Input data:
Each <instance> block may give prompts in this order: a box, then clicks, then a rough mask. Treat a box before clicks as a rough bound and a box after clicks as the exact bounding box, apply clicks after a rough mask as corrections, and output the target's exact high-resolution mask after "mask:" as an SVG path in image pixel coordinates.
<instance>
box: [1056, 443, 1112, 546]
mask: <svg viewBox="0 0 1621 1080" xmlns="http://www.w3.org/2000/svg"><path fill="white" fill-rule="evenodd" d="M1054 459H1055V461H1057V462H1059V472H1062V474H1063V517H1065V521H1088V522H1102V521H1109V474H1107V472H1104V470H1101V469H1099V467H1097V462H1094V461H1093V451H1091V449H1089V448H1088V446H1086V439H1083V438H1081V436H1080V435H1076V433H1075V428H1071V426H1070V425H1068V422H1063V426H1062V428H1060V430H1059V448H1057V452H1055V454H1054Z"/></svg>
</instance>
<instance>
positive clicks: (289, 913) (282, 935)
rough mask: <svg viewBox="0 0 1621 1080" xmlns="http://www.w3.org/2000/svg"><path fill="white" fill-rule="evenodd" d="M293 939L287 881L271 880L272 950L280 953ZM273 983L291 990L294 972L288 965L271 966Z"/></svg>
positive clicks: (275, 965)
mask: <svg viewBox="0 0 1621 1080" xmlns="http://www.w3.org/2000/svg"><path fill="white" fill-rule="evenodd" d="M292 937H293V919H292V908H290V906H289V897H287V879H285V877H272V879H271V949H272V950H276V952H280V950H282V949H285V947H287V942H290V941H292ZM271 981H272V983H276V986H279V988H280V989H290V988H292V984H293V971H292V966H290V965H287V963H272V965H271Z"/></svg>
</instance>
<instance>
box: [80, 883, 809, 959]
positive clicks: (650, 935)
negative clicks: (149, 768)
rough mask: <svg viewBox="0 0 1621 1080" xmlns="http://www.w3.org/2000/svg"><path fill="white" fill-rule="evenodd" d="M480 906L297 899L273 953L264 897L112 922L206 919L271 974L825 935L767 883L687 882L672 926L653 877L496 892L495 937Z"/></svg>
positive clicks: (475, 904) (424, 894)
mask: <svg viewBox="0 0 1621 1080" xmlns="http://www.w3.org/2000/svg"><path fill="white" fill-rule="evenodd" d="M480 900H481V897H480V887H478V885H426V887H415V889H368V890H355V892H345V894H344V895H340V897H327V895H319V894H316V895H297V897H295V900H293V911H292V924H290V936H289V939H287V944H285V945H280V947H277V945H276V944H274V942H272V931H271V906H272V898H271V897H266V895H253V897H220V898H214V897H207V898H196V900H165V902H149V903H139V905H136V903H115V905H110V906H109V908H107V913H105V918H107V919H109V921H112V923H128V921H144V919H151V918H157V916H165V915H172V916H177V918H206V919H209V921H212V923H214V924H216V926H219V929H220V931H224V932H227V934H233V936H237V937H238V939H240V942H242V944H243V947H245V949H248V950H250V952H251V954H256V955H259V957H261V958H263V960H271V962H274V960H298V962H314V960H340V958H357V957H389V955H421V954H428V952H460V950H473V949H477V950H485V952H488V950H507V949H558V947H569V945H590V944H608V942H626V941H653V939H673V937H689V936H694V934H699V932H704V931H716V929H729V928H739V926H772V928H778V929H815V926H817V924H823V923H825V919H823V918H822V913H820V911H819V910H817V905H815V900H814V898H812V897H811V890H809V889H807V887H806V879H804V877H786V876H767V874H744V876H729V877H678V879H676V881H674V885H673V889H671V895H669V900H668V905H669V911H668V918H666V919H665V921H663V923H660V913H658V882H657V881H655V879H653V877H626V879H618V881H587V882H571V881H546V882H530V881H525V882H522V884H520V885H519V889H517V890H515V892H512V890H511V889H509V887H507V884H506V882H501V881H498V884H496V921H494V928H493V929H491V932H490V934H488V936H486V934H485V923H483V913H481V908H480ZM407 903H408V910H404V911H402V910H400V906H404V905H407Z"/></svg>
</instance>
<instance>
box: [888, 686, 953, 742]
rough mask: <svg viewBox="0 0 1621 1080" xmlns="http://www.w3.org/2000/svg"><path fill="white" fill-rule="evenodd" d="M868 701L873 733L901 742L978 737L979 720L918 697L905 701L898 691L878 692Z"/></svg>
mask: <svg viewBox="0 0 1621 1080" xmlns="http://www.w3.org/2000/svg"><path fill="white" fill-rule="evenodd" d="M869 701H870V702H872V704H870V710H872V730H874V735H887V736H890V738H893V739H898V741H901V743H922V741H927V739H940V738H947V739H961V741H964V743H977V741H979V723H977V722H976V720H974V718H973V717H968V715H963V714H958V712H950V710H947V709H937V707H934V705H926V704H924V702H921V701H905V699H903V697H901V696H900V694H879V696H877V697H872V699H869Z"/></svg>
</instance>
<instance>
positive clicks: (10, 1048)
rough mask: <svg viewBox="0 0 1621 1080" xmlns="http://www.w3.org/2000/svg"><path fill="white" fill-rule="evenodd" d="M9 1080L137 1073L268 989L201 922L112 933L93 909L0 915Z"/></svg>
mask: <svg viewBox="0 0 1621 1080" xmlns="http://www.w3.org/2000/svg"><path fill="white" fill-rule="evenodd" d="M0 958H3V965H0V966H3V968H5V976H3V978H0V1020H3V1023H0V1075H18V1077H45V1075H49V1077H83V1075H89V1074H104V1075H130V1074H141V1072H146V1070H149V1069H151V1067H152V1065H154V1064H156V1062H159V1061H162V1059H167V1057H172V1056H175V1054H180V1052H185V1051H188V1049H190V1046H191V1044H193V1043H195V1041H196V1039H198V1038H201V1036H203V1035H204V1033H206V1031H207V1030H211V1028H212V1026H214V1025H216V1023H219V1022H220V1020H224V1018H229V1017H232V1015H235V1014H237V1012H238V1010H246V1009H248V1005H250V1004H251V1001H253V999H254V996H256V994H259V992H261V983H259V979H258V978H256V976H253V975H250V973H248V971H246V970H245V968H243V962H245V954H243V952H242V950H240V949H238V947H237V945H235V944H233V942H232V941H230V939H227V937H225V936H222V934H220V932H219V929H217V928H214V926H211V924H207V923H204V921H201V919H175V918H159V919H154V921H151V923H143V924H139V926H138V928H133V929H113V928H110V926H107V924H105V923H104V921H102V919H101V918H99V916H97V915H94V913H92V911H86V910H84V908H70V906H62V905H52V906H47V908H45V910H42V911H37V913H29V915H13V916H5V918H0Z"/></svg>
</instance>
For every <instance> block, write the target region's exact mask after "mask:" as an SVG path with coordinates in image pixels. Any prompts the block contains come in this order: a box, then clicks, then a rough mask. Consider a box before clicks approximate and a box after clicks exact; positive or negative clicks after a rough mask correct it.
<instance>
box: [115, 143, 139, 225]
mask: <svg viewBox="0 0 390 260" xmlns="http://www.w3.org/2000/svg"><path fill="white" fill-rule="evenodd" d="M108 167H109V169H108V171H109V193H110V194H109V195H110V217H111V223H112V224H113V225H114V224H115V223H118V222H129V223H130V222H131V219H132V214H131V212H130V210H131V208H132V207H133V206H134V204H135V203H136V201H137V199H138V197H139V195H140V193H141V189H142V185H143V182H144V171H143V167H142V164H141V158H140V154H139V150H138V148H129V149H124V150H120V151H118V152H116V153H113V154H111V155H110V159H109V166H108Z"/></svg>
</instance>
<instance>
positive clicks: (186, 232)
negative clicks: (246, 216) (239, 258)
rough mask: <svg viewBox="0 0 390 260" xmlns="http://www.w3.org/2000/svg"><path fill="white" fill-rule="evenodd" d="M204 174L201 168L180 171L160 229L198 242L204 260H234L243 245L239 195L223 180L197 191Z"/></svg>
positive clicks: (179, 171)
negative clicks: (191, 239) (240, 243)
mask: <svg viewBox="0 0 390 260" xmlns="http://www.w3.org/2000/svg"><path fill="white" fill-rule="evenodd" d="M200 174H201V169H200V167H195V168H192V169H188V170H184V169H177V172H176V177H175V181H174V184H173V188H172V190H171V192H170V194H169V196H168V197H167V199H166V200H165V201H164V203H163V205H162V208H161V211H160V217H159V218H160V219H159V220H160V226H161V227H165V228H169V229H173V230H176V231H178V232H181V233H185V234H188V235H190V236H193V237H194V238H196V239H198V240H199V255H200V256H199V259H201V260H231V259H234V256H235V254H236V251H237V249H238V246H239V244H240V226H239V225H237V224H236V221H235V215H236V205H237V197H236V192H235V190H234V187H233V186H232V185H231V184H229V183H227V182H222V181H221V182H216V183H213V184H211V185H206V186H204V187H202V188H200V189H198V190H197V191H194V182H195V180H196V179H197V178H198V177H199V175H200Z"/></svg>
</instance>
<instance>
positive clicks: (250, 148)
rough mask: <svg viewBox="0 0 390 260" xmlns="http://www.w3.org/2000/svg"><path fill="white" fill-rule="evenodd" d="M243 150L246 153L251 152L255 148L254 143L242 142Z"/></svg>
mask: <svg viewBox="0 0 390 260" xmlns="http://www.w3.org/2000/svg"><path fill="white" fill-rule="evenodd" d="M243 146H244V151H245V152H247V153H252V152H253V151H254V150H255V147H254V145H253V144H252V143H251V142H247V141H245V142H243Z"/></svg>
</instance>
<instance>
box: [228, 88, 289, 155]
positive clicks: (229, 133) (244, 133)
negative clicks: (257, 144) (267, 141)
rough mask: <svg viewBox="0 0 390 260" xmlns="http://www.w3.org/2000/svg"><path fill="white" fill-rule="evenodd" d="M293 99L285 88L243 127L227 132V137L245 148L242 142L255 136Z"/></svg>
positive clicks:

Problem details: Across the entries above, find each line with the word "coordinates" and please copy it out.

Exercise solution:
Each <instance> block may give prompts in this order: a box, then clicks, then a rough mask. Treat a box before clicks as a rough bound and a box after clicks as the exact bounding box, apply clicks after a rough mask as corrections, and output the target's exact high-resolution mask after "mask:" as an SVG path in image pixel coordinates.
For every <instance> block, write the target region's exact mask after "mask:" as an SVG path with coordinates in image pixels. Any prompts the block contains come in this order: a box, then clicks, then a rough mask. Consider a box before clicks approximate and a box after clicks exact; positive or negative clicks after a rough mask correct it.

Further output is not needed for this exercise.